## EXERCISE GOAL
According to the comparison of speech recognition engines, approximately how much memory do Kaldi's medium-size models use?

## TEXT EXTRACT
Comparing Speech Recognition Engines

Jump to bottom

Caleb Bassi edited this page Jan 1, 2021 · 1 revision

Google Cloud Speech-to-Text

Pros

is great for speech mode
- uses context based inference
- has a large vocabulary
supports a lot of languages
is very lightweight on resources since it runs on a remote server

Cons

proprietary
isn't free
uses a remote server
- requires an internet connection
- adds a decent amount of latency
isn't great for command mode
- doesn't allow you to specify a command graph
  - allows you to specify preferred phrases which helps but isn't good enough
- uses context-based inference
  - certain keywords having a harder time of being picked up depending on the context
  - gives non-deterministic results based on the context
- gets a little pricey if using it a lot
at the mercy of Google since it's service-based

Kaldi

An older but up-to-date speech recognition engine that is a DNN-HMM hybrid.

Pros

there are a lot of models to choose from
works great for command mode
- can dynamically set the grammar
the medium size models work pretty well for speech mode
- the medium size models only use about 1 GB of memory

Cons

the tiny models are missing too much vocabulary for speech mode
the large models take up a lot of memory, like 2 to 3.5 GB

wav2letter

A newer DNN speech recognition engine from Facebook.

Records

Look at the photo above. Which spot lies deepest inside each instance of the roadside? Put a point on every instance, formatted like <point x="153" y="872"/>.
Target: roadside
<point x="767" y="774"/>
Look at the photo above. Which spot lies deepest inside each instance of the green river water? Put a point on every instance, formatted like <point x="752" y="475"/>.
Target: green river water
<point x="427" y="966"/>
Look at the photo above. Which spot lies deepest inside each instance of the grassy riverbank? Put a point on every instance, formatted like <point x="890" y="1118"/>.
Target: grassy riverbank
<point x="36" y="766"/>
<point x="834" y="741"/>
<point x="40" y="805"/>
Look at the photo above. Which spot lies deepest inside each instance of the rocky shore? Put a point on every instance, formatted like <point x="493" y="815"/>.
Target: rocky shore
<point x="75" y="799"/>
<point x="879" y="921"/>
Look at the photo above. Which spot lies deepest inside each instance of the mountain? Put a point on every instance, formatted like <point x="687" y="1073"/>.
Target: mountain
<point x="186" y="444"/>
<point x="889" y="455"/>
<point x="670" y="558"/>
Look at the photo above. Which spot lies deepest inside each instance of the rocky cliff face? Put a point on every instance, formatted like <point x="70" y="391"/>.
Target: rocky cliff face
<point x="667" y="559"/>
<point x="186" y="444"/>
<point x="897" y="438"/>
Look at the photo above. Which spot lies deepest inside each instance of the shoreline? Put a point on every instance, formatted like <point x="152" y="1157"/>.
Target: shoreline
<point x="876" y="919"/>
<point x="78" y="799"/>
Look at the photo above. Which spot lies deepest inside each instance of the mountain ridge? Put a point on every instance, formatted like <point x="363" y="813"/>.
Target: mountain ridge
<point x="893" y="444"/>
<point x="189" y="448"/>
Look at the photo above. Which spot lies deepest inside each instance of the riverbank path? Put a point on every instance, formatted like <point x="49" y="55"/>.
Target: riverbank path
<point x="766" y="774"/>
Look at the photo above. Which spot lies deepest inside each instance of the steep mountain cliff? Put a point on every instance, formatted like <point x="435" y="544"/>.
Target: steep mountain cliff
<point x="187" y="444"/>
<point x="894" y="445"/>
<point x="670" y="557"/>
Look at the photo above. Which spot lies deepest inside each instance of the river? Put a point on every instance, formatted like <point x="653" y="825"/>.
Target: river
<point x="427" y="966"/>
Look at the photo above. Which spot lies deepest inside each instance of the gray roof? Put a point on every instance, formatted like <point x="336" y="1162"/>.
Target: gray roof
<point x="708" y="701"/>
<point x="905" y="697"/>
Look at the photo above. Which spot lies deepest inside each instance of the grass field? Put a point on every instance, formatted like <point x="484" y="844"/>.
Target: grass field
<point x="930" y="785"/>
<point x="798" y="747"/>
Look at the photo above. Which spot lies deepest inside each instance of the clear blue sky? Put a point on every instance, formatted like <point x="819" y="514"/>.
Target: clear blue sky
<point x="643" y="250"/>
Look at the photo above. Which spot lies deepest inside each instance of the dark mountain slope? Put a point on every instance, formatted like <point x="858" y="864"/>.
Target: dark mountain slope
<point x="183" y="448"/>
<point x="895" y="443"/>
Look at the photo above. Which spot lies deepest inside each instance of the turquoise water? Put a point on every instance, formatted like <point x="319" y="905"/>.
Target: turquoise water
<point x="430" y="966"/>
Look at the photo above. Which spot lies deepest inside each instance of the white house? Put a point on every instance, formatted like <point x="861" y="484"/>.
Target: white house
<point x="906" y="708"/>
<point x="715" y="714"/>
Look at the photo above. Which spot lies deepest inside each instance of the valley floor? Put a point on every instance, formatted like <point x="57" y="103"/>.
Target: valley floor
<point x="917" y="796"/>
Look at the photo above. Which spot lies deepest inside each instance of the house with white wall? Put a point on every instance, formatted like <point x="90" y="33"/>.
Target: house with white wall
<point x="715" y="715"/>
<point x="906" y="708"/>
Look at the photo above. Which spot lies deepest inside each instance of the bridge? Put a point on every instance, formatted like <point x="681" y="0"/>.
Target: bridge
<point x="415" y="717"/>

## RESPONSE BELOW
About 1 GB.